OK. Sorry for misunderstanding that. I haven't gotten around to a
deep reading of the patch yet. :-( I based this on the test script
you posted here (with slight modifications for my preferred
directory structures):

http://archives.postgresql.org/pgsql-hackers/2011-10/msg00605.php

If I just drop the -S switch will I have a good test, or are there
other adjustments I should make (besides increasing checkpoint
segments)? (Well, for the SELECT-only test I didn't bother putting
pg_xlog on a separate RAID 10 on it's own BBU controller as we
normally would for this machine, I'll cover that, too.)

> It doesn't make any sense for PostgreSQL master to be using only
> 50% of the CPU and leaving the rest idle on a lots-of-clients
> SELECT-only test. That could easily happen on 9.1, but my lock
> manager changes eliminated the only place where anything gets put
> to sleep in that path (except for the emergency sleeps done by
> s_lock, when a spinlock is really badly contended). So I'm
> confused by these results. Are we sure that the processes are
> being scheduled across all 32 physical cores?

■ ■ ■ ■

Jobs:
**a)** List every number that appears in the quoted paragraph (the lines marked with ">") of the mailing-list message about the PostgreSQL SELECT-only test.
**b)** Pick up the mailing-list message about the PostgreSQL SELECT-only test after its final sentence and write what comes next.

■ ■ ■ ■

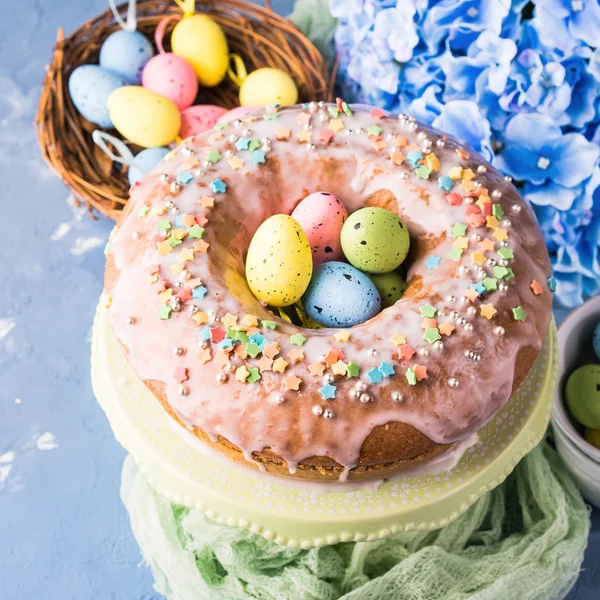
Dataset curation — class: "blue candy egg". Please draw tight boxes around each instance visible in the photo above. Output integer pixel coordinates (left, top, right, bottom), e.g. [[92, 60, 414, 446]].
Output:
[[100, 29, 154, 85], [302, 261, 381, 327], [127, 147, 170, 185], [593, 322, 600, 360], [69, 65, 125, 127]]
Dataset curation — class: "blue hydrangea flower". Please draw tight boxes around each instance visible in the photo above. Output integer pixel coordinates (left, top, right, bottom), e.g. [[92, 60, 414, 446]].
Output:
[[496, 113, 600, 187]]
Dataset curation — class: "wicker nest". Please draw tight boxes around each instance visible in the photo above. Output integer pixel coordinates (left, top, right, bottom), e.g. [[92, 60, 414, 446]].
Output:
[[36, 0, 331, 220]]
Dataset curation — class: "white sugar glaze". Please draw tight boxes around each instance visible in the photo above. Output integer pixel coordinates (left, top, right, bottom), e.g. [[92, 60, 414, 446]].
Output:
[[108, 102, 551, 472]]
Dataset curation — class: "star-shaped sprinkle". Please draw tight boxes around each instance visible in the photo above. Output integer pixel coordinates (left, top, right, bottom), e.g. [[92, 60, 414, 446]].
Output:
[[290, 333, 306, 346], [425, 254, 442, 271], [481, 277, 498, 292], [235, 365, 250, 383], [283, 375, 302, 391], [367, 367, 383, 383], [529, 279, 544, 296], [273, 356, 290, 373], [438, 323, 456, 335], [331, 360, 348, 375], [256, 356, 273, 372], [513, 306, 527, 323], [308, 362, 326, 377], [379, 361, 396, 377], [346, 361, 360, 377], [390, 333, 406, 346], [287, 348, 304, 365], [479, 303, 498, 321], [319, 383, 337, 400], [423, 327, 442, 344], [419, 303, 437, 318], [158, 304, 173, 321], [450, 223, 467, 237], [413, 365, 427, 381], [252, 150, 265, 165], [333, 330, 351, 342], [398, 344, 415, 360], [227, 156, 244, 171], [210, 179, 227, 194]]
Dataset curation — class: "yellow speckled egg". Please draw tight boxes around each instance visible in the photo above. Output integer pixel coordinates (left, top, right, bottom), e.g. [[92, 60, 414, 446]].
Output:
[[246, 215, 312, 306], [240, 67, 298, 106], [171, 14, 229, 87], [108, 85, 181, 148]]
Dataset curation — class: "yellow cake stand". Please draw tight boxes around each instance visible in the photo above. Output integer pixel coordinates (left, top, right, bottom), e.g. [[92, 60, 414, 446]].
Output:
[[92, 306, 557, 548]]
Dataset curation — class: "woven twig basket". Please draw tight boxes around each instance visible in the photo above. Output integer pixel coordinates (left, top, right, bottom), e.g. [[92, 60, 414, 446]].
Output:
[[36, 0, 331, 220]]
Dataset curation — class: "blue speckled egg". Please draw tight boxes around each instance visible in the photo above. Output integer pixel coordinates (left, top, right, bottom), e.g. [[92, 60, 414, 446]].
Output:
[[302, 261, 381, 327], [127, 146, 170, 185], [594, 322, 600, 360], [99, 29, 154, 85], [69, 65, 126, 127]]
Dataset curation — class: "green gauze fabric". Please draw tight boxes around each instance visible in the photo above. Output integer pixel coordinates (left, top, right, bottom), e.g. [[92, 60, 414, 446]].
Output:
[[121, 443, 590, 600]]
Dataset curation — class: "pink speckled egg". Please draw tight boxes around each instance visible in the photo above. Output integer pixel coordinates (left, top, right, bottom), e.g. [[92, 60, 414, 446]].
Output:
[[179, 104, 227, 139], [217, 106, 260, 123], [292, 192, 348, 267], [142, 52, 198, 110]]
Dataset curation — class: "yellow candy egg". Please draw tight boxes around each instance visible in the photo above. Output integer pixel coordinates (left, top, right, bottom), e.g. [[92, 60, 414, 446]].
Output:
[[240, 67, 298, 106], [246, 215, 312, 306], [108, 85, 181, 148], [171, 14, 229, 87]]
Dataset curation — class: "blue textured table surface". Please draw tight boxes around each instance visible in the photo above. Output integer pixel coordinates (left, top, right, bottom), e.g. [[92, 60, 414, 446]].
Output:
[[0, 0, 600, 600]]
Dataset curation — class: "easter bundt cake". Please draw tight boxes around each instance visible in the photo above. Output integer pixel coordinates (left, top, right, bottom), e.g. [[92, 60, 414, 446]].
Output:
[[105, 100, 554, 482]]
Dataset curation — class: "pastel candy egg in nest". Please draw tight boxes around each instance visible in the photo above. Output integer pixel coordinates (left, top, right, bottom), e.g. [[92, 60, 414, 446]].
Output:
[[368, 271, 406, 308], [292, 192, 348, 267], [171, 14, 229, 87], [246, 215, 312, 306], [179, 104, 227, 139], [108, 85, 181, 148], [565, 365, 600, 429], [99, 30, 154, 85], [69, 65, 125, 128], [127, 148, 170, 185], [302, 261, 381, 327], [341, 208, 410, 273], [142, 52, 198, 110]]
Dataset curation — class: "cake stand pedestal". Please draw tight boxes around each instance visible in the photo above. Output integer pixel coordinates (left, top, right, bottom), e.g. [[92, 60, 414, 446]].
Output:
[[92, 306, 557, 548]]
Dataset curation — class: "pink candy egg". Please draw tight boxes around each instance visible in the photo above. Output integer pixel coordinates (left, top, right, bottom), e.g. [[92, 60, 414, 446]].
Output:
[[142, 52, 198, 110], [217, 106, 259, 123], [292, 192, 348, 267], [179, 104, 227, 139]]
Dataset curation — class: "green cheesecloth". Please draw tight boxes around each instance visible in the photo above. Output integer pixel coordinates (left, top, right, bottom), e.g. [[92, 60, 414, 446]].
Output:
[[121, 442, 590, 600]]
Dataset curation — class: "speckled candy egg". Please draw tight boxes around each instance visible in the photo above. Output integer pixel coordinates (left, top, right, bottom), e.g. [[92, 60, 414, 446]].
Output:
[[368, 271, 406, 308], [292, 192, 348, 267], [302, 261, 381, 327], [69, 65, 125, 128], [246, 215, 312, 306], [142, 52, 198, 110], [179, 104, 227, 139], [99, 29, 154, 85], [565, 365, 600, 429], [108, 85, 181, 148], [127, 148, 170, 185], [341, 208, 410, 273]]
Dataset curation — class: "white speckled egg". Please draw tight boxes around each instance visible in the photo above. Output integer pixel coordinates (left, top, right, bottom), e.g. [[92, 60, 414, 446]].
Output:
[[302, 261, 381, 327], [69, 65, 126, 128], [246, 215, 312, 306]]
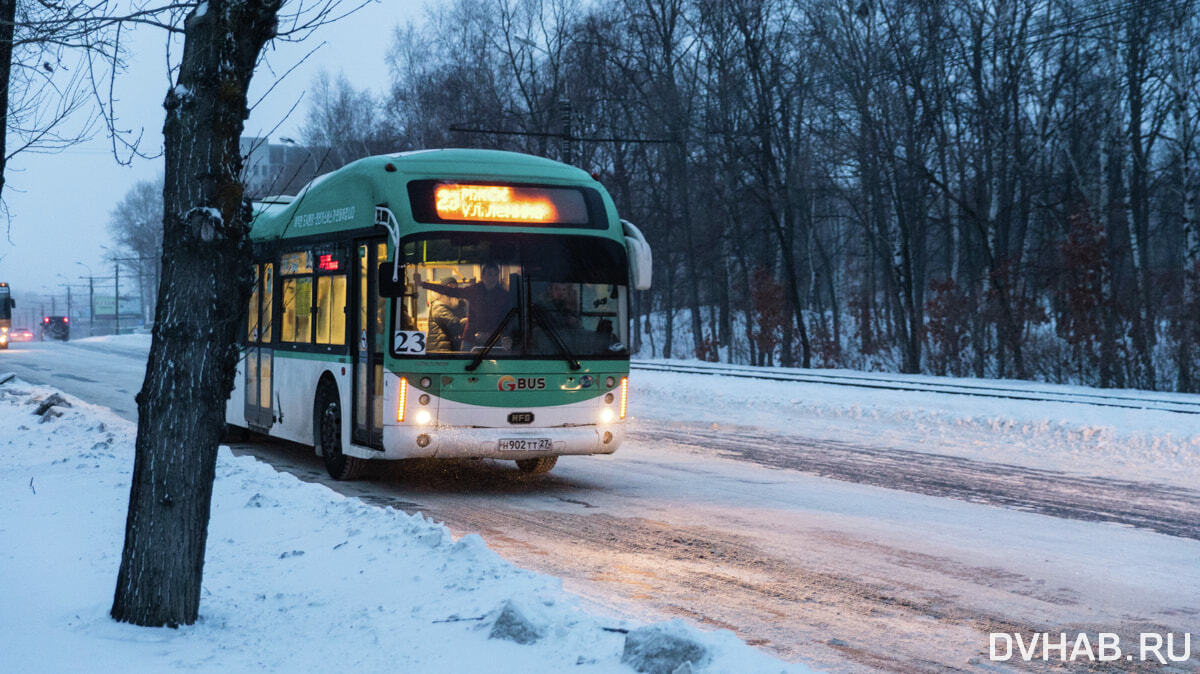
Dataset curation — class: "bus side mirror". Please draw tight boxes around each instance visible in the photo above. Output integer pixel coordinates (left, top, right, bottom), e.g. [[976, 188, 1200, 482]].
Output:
[[376, 263, 404, 297], [620, 219, 654, 285]]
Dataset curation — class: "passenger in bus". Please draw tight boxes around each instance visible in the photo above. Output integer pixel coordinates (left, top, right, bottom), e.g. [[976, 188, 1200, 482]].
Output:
[[535, 283, 581, 330], [414, 261, 512, 349], [426, 278, 467, 351]]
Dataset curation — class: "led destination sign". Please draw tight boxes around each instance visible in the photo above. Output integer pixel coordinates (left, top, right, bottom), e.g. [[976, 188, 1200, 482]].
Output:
[[431, 182, 589, 225]]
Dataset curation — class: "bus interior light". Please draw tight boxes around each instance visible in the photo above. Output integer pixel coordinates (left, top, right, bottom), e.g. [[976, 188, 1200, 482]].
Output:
[[396, 377, 408, 423]]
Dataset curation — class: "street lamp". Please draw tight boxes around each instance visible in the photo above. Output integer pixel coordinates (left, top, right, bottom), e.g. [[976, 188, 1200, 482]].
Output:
[[76, 261, 96, 337]]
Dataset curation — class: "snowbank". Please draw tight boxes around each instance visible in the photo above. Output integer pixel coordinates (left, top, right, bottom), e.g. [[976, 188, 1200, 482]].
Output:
[[0, 380, 808, 673]]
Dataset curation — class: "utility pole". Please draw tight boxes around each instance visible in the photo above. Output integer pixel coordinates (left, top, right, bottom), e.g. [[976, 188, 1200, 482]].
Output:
[[558, 98, 571, 164], [88, 276, 96, 337], [76, 261, 96, 337], [113, 261, 121, 335]]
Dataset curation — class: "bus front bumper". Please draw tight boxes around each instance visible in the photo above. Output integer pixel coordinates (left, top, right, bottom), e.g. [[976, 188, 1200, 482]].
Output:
[[376, 423, 625, 459]]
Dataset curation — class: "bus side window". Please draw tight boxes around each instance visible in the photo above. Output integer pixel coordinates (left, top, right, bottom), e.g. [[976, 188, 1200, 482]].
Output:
[[281, 276, 312, 344], [317, 275, 346, 345], [246, 265, 258, 344]]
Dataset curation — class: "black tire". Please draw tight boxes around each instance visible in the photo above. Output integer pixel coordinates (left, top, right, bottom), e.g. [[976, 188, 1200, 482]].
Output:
[[517, 457, 558, 475], [312, 381, 367, 480]]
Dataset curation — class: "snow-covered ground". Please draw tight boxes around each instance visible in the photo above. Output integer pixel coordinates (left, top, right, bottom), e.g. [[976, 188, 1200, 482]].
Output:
[[0, 378, 808, 673], [630, 360, 1200, 487], [0, 336, 1200, 672]]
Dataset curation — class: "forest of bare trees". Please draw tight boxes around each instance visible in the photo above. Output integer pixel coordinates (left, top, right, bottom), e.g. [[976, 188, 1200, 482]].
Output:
[[295, 0, 1200, 391]]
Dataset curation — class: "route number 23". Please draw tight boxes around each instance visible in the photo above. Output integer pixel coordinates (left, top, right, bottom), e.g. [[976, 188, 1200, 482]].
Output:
[[391, 330, 425, 355]]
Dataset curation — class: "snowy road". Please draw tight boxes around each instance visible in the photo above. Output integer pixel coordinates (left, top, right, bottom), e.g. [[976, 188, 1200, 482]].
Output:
[[0, 343, 1200, 672]]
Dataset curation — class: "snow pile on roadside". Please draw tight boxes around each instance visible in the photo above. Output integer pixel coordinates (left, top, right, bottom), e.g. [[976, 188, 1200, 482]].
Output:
[[0, 381, 808, 673], [630, 361, 1200, 487]]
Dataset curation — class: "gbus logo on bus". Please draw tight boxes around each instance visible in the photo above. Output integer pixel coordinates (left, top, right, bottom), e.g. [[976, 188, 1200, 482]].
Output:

■ ■ ■ ■

Answer list:
**a)**
50%
9.1
32

**b)**
I think so. My take was that it was showing 32 of 64 *threads*
active -- the hyperthreading funkiness. Is there something in
particular you'd like me to check?

> At any rate, I do think it's likely that you're being bitten by
> spinlock contention, but we'd need to do some legwork to verify
> that and work out the details. Any chance you can run oprofile
> (on either branch, don't really care) against the 32 client test
> and post the results? If it turns out s_lock is at the top of the
> heap, I can put together a patch to help figure out which spinlock
> is the culprit.

oprofile isn't installed on this machine. I'll take care of that
and post results when I can.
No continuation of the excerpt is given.